### [WHAT TO WORK ON]
Examine each line of the data. Copy those that contain the string "Need".
[DATA UNDER STUDY — start]
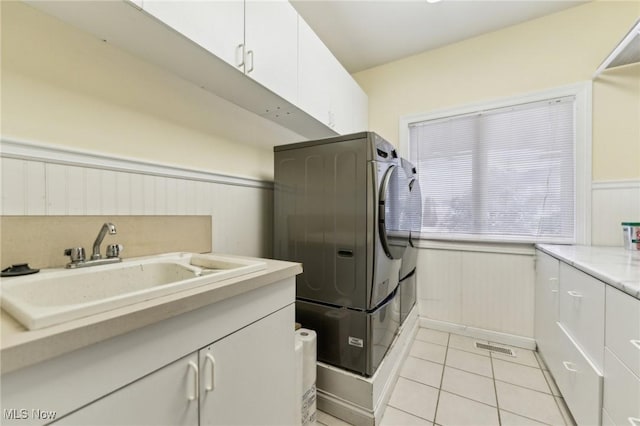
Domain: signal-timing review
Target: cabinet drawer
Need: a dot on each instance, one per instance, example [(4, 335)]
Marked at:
[(621, 392), (582, 311), (623, 328), (579, 381)]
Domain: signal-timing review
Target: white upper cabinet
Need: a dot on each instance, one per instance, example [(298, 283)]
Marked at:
[(256, 54), (271, 46), (217, 26), (349, 103), (325, 89)]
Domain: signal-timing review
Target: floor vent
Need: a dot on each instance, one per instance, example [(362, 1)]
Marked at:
[(493, 348)]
[DATA UNDER STUDY — finish]
### [ANSWER SPACE]
Need: a dot on each instance, one per instance, example [(4, 335)]
Need: a dot on each instance, one per instance, example [(298, 283)]
Need: a dot on each instance, one per instance, example [(362, 1)]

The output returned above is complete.